------ Document passage

FOXC1 is typically upregulated and serves an oncogenic role in a number of common cancers, including breast cancer (20), hepatocellular carcinoma (9), pancreatic ductal adenocarcinoma (21), non-small cell lung cancer (22) and gastric cancer (23). For instance, high expression of FOXC1 was significantly associated with poor prognosis of patients with pancreatic ductal adenocarcinoma (21), non-small cell lung cancer (22) and gastric cancer (23). A previous mechanistic study demonstrated that FOXC1 promoted the invasion of breast cancer cells by inducing the expression of matrix metalloproteinase-7 (20). In BLBC, FOXC1 enhanced the proliferation, migration and invasion of cancer cells through the activation of nuclear factor-κB signaling (24). However, to the best of our knowledge, the expression and potential regulatory role of FOXC1 in OS have not been previously studied. In the present study, it was observed that FOXC1 was significantly upregulated in OS tissues and cell lines. Moreover, levels of FOXC1 were higher in high stage OS than in low stage OS, suggesting that upregulation of FOXC1 may be involved in the malignant progression of OS. To further investigate the regulatory role of FOXC1 in OS, an in vitro study was conducted in U2OS cells. It was observed that FOXC1 promoted the proliferation and migration of U2OS cells, suggesting that FOXC1 may serve a promotional role in the growth and metastasis of OS. Future studies are now warranted to investigate the effects of FOXC1 in OS cell growth and lung metastasis in vivo.

------------
------ Data records

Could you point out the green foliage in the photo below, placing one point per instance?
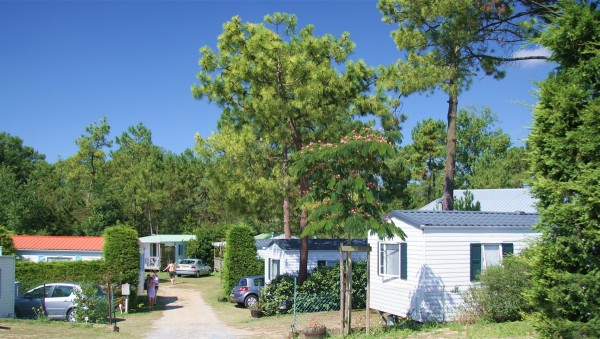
(466, 203)
(478, 138)
(566, 164)
(321, 290)
(240, 256)
(32, 274)
(500, 296)
(90, 305)
(122, 254)
(345, 197)
(8, 248)
(447, 43)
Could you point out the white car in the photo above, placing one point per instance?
(194, 267)
(55, 300)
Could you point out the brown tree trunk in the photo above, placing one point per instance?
(303, 269)
(447, 200)
(287, 229)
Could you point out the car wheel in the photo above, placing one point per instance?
(71, 315)
(250, 300)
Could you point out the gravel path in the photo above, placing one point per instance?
(186, 315)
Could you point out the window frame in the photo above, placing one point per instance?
(399, 252)
(477, 256)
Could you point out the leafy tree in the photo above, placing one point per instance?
(121, 253)
(449, 42)
(243, 174)
(8, 247)
(565, 158)
(240, 256)
(476, 138)
(290, 88)
(17, 158)
(500, 296)
(344, 197)
(137, 172)
(426, 156)
(467, 203)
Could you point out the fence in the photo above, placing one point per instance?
(320, 309)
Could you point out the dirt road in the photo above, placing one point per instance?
(186, 315)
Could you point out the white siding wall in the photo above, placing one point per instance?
(438, 267)
(7, 286)
(290, 260)
(392, 294)
(446, 270)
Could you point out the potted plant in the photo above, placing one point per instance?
(255, 310)
(315, 330)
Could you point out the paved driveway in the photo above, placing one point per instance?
(186, 315)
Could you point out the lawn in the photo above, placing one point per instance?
(134, 325)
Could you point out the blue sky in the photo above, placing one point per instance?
(67, 64)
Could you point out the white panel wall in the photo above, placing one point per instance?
(42, 256)
(290, 260)
(438, 269)
(392, 294)
(7, 286)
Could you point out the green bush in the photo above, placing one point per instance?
(500, 295)
(122, 255)
(321, 290)
(90, 305)
(240, 256)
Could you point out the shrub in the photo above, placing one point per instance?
(320, 291)
(500, 296)
(240, 256)
(122, 255)
(90, 305)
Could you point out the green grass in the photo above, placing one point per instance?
(132, 325)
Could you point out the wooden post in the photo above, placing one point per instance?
(342, 294)
(349, 291)
(368, 308)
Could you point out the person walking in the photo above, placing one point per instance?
(151, 291)
(171, 268)
(156, 281)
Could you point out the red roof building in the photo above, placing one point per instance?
(58, 248)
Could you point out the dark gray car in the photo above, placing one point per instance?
(56, 300)
(247, 290)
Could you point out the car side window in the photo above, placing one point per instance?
(39, 292)
(62, 291)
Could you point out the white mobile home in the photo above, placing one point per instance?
(444, 251)
(282, 256)
(7, 286)
(159, 249)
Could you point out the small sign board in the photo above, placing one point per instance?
(125, 289)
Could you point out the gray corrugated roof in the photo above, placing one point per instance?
(162, 238)
(495, 200)
(317, 244)
(465, 218)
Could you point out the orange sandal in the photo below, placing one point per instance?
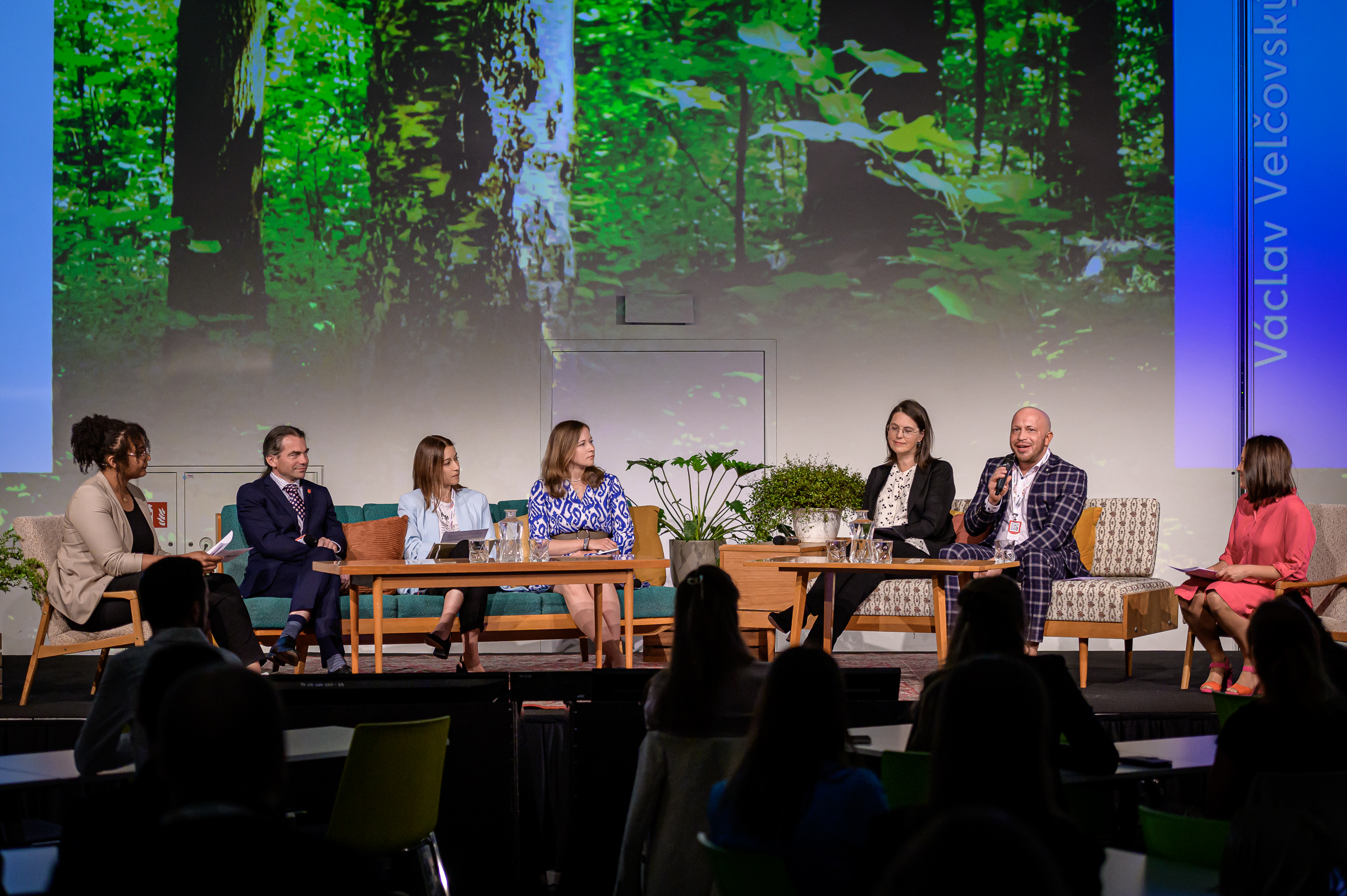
(1240, 690)
(1211, 687)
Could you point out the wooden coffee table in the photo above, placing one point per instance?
(933, 568)
(384, 576)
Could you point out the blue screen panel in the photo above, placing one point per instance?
(26, 65)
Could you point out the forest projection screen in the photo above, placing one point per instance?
(264, 208)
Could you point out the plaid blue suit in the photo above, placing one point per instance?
(1050, 552)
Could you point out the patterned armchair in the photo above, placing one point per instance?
(1122, 600)
(39, 538)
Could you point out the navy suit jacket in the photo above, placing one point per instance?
(1052, 508)
(271, 527)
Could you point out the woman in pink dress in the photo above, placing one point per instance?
(1271, 539)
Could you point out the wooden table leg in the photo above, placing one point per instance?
(598, 626)
(355, 630)
(630, 600)
(826, 619)
(379, 626)
(938, 611)
(802, 589)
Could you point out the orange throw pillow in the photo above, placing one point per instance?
(1085, 534)
(376, 539)
(961, 535)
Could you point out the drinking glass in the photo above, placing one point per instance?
(863, 550)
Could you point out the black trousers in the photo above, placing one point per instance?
(849, 592)
(472, 615)
(226, 611)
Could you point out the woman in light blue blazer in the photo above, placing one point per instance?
(437, 507)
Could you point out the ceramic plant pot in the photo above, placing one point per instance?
(815, 525)
(686, 557)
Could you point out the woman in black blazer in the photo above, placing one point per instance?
(908, 498)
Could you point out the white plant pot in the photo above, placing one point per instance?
(815, 525)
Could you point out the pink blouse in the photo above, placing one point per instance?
(1279, 534)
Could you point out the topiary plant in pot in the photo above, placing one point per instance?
(18, 571)
(803, 498)
(699, 514)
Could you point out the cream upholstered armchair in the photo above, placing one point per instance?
(39, 538)
(1122, 599)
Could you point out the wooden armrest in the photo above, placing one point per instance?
(1281, 586)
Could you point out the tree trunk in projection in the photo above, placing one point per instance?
(1166, 61)
(980, 80)
(1093, 169)
(842, 197)
(216, 266)
(542, 127)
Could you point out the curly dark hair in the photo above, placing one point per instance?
(98, 437)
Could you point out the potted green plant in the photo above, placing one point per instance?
(803, 498)
(699, 515)
(18, 571)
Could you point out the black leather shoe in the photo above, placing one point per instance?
(441, 645)
(282, 654)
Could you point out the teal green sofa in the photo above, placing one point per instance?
(407, 618)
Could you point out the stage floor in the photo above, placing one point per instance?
(61, 689)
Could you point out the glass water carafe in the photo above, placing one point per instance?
(511, 546)
(863, 530)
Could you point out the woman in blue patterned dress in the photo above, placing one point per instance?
(583, 509)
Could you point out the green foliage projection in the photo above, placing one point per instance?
(689, 170)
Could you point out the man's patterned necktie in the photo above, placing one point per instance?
(297, 502)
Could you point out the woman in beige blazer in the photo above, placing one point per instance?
(108, 541)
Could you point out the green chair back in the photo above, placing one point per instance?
(499, 509)
(348, 514)
(378, 512)
(388, 797)
(230, 523)
(746, 874)
(1180, 838)
(1227, 705)
(907, 778)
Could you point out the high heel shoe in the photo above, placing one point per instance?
(1214, 687)
(439, 645)
(1240, 690)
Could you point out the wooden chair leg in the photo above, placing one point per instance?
(98, 673)
(1187, 663)
(37, 651)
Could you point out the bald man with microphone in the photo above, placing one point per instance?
(1029, 499)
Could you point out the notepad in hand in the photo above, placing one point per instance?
(1198, 572)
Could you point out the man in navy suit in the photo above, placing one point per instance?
(1034, 504)
(290, 523)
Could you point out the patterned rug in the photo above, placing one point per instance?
(915, 666)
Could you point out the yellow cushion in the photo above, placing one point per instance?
(648, 545)
(1085, 534)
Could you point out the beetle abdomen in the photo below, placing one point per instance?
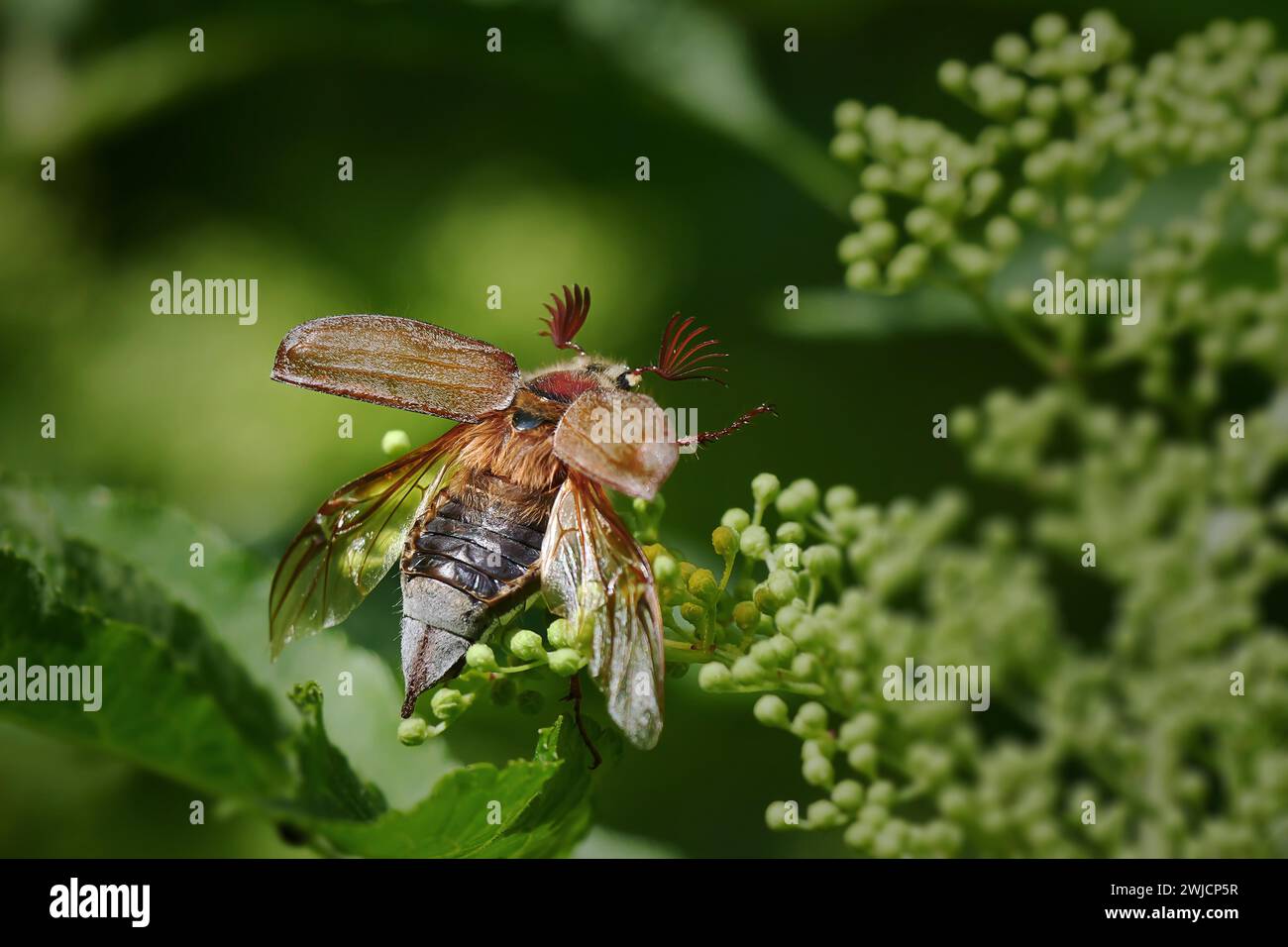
(481, 556)
(462, 569)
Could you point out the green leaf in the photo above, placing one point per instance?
(327, 787)
(698, 59)
(845, 315)
(528, 808)
(163, 698)
(231, 591)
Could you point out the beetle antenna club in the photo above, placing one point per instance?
(681, 360)
(567, 317)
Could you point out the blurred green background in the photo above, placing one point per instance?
(469, 170)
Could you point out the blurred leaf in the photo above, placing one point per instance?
(327, 785)
(528, 808)
(231, 590)
(840, 313)
(698, 59)
(165, 690)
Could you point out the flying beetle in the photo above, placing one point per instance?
(507, 502)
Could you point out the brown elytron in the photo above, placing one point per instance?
(503, 504)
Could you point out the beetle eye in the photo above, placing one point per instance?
(522, 420)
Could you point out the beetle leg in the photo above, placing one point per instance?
(575, 696)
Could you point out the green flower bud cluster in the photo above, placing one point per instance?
(1064, 112)
(1163, 504)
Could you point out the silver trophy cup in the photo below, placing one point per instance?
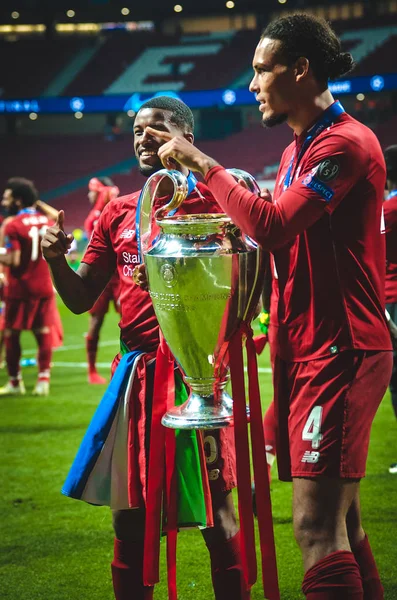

------------

According to the passage on FOXC1, what finding suggested that upregulation of FOXC1 may be involved in the malignant progression of OS? Answer in one to three sentences.

- [Written answer]:
FOXC1 levels were higher in high stage OS than in low stage OS. This pattern suggested that FOXC1 upregulation may contribute to the malignant progression of OS.